SHORT TASK
Return every record verbatim.

Position identification records:
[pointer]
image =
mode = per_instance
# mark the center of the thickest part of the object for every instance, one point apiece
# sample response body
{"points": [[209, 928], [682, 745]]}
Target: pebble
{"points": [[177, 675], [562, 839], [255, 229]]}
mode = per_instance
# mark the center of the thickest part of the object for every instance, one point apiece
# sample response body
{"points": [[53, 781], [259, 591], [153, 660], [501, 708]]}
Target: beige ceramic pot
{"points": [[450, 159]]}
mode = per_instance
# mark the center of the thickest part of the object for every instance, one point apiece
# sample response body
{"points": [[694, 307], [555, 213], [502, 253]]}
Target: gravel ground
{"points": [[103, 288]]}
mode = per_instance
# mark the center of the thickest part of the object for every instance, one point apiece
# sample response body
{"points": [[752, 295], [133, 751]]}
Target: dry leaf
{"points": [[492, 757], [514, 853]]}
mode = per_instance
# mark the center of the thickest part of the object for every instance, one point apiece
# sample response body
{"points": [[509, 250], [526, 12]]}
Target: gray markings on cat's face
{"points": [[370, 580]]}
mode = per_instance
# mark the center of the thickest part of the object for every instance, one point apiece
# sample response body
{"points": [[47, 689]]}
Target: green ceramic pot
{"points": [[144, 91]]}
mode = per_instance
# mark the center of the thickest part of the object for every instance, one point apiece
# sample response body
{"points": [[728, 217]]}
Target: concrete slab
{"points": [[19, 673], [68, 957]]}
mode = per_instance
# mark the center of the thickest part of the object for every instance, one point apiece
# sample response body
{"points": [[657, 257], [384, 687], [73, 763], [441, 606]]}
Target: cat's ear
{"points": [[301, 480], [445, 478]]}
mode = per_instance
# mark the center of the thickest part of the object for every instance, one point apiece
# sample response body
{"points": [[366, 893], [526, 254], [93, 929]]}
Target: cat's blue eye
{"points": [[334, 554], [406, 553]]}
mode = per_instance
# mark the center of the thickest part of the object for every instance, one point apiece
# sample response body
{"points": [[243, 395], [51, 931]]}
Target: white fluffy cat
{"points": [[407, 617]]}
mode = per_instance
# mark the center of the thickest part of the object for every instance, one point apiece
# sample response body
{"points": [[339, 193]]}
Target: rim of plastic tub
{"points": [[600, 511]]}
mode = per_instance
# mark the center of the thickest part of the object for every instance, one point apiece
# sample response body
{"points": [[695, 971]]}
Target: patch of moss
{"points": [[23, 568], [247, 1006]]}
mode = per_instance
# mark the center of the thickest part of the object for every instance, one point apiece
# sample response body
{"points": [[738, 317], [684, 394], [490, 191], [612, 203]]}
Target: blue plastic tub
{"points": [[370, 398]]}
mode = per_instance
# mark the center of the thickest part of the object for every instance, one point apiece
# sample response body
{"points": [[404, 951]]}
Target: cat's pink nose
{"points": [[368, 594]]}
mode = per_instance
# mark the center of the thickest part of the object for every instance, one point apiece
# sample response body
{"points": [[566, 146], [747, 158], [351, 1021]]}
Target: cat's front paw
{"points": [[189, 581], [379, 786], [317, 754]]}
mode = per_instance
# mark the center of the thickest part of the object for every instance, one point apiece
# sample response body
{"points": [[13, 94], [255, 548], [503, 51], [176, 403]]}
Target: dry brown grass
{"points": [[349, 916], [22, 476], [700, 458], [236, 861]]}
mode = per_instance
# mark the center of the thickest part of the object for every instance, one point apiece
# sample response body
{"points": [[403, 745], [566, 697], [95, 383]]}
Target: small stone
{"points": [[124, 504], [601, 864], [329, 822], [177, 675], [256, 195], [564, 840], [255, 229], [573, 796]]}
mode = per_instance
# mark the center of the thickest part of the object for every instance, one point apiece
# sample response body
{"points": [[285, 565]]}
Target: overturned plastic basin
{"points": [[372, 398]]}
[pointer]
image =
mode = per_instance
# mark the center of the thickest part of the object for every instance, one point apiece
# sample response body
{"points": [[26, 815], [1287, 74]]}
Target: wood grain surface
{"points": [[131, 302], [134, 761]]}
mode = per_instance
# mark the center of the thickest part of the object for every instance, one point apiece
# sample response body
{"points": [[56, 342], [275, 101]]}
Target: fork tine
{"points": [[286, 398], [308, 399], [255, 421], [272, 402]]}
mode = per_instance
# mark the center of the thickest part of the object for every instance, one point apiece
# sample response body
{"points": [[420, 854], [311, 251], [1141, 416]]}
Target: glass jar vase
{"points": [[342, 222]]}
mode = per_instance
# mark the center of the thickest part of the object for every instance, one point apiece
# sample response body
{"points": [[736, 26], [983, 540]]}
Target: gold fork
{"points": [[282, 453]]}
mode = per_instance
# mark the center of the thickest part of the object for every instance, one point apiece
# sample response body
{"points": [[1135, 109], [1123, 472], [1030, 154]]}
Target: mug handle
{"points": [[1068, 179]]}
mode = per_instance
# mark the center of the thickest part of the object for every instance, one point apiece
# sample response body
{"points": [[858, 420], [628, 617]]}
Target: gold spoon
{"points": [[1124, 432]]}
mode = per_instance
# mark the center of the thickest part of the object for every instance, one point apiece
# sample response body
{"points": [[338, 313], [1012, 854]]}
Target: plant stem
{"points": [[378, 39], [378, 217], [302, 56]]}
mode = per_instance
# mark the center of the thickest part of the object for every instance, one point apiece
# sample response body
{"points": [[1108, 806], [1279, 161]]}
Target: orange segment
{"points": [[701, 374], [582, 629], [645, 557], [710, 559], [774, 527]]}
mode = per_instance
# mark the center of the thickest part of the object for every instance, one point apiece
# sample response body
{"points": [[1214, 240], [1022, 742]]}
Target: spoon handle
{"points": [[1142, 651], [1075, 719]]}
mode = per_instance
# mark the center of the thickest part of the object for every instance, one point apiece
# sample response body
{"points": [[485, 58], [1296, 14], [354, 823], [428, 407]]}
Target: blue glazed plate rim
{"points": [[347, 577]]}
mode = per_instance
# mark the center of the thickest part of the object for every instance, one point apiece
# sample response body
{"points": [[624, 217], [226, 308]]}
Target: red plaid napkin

CORRECT RESPONSE
[pointer]
image =
mode = per_instance
# mark the center of the thickest part of the object for every instance, one point apiece
# sample response body
{"points": [[209, 928], [682, 745]]}
Target: pebble
{"points": [[177, 675], [562, 839], [255, 229]]}
mode = per_instance
# mark the center of the thickest part of the object for every instance, one point apiece
# sample response body
{"points": [[53, 781], [259, 591], [153, 660], [501, 708]]}
Target: beige ceramic pot
{"points": [[450, 159]]}
mode = per_instance
# mark the center of the thickest part of the object for every instance, one point apiece
# sample response body
{"points": [[694, 307], [555, 213], [502, 253]]}
Target: gravel ground
{"points": [[103, 288]]}
mode = per_instance
# mark the center of the thickest part of the object for every instance, one point apiece
# sample response body
{"points": [[752, 295], [133, 751]]}
Target: dry leaf
{"points": [[492, 757], [514, 853]]}
mode = per_instance
# mark the center of the thickest part of the object for every instance, one point apiece
# sample response body
{"points": [[509, 250], [526, 12]]}
Target: gray markings on cat's face
{"points": [[370, 580]]}
mode = per_instance
# mark the center of the thickest part of the object for every instance, one point apiece
# sample response body
{"points": [[47, 689]]}
Target: green ceramic pot
{"points": [[144, 91]]}
mode = per_instance
# mark the center of the thickest part of the object for every instance, one point apiece
# sample response body
{"points": [[728, 217]]}
Target: concrete slab
{"points": [[19, 673], [68, 957]]}
mode = per_instance
# mark the center of the thickest part of the object for every instance, one point apiece
# sample response body
{"points": [[657, 257], [384, 687], [73, 763], [441, 606]]}
Target: cat's ear
{"points": [[301, 480], [445, 478]]}
mode = per_instance
# mark the center of the thickest part of the object for every instance, one point apiece
# sample response body
{"points": [[366, 893], [526, 254], [93, 929]]}
Target: cat's blue eye
{"points": [[334, 554], [406, 553]]}
mode = per_instance
# mark the center of the thickest part of the object for every instance, one point apiece
# sample response body
{"points": [[243, 395], [51, 931]]}
Target: white fluffy cat
{"points": [[407, 617]]}
mode = per_instance
# mark the center of the thickest part of the object for every instance, one point apiece
# sample response body
{"points": [[339, 193]]}
Target: rim of plastic tub
{"points": [[600, 511]]}
mode = per_instance
# mark the center of the thickest part of the object for every instance, one point apiece
# sample response body
{"points": [[695, 971]]}
Target: patch of moss
{"points": [[23, 568], [247, 1006]]}
mode = per_instance
# mark the center of the thickest part of the object for every instance, one point apiece
# sample response body
{"points": [[738, 317], [684, 394], [490, 191], [612, 203]]}
Target: blue plastic tub
{"points": [[370, 398]]}
mode = per_instance
# mark the center of the thickest part of the object for every instance, one point apiece
# sample response body
{"points": [[404, 951]]}
Target: cat's pink nose
{"points": [[368, 594]]}
mode = per_instance
# mark the center of the thickest part of the object for every instance, one point apiece
# sample response body
{"points": [[566, 146], [747, 158], [351, 1021]]}
Target: cat's front paw
{"points": [[189, 581], [379, 786], [317, 754]]}
mode = per_instance
# mark the center of the thickest part of the object for every instance, one point apiece
# sample response body
{"points": [[13, 94], [255, 548], [503, 51], [176, 403]]}
Target: dry brown grass
{"points": [[349, 916], [22, 476], [700, 458], [236, 861]]}
mode = per_instance
# mark the center of the thickest part of the object for every instance, one point apiece
# sample response body
{"points": [[403, 745], [566, 697], [95, 383]]}
Target: small stone
{"points": [[124, 504], [601, 864], [329, 822], [177, 675], [256, 195], [564, 840], [255, 229], [573, 796]]}
mode = per_instance
# mark the center of the thickest part of the object for every instance, one point apiece
# sample response body
{"points": [[285, 565]]}
Target: overturned plastic basin
{"points": [[372, 398]]}
[pointer]
image =
mode = per_instance
# mark the center of the thickest part of the object for every instance, one point apiece
# sample response body
{"points": [[26, 815], [1287, 74]]}
Target: wood grain surface
{"points": [[131, 302], [134, 761]]}
mode = per_instance
# mark the center of the thickest part of the object for every instance, one point apiece
# sample response body
{"points": [[56, 342], [275, 101]]}
Target: fork tine
{"points": [[286, 398], [308, 399], [255, 421], [272, 402]]}
mode = per_instance
# mark the center of the thickest part of the object for every instance, one point apiece
# sample response body
{"points": [[420, 854], [311, 251], [1141, 416]]}
Target: glass jar vase
{"points": [[342, 222]]}
mode = per_instance
# mark the center of the thickest part of the object for every instance, one point apiece
# sample response body
{"points": [[736, 26], [983, 540]]}
Target: gold fork
{"points": [[282, 453]]}
mode = per_instance
# mark the center of the thickest part of the object for every instance, one point apiece
# sample response body
{"points": [[1135, 109], [1123, 472], [1030, 154]]}
Target: mug handle
{"points": [[1068, 179]]}
mode = per_instance
# mark the center of the thickest part of the object for every instance, one point apiece
# sample response body
{"points": [[858, 420], [628, 617]]}
Target: gold spoon
{"points": [[1124, 432]]}
mode = per_instance
# mark the center of the thickest part of the object for every instance, one point apiece
# sample response body
{"points": [[338, 313], [1012, 854]]}
Target: plant stem
{"points": [[378, 39], [378, 217], [302, 56]]}
mode = per_instance
# mark the center of the thickest part of the object for every instance, one point apiece
# sample response body
{"points": [[1108, 806], [1279, 161]]}
Target: orange segment
{"points": [[701, 374], [582, 629], [645, 557], [710, 559], [774, 527]]}
mode = per_instance
# mark the center of the thickest part of the object for every instance, one point apiece
# sample response body
{"points": [[1214, 240], [1022, 742]]}
Target: spoon handle
{"points": [[1142, 651], [1075, 719]]}
mode = per_instance
# mark the center of the thickest part of the object for every instance, one point apiece
# sample response body
{"points": [[485, 58], [1296, 14], [354, 823], [428, 407]]}
Target: blue glazed plate rim
{"points": [[347, 577]]}
mode = per_instance
# mark the center of the thickest part of the object for every instance, one point apiece
# sample response body
{"points": [[624, 217], [226, 308]]}
Target: red plaid napkin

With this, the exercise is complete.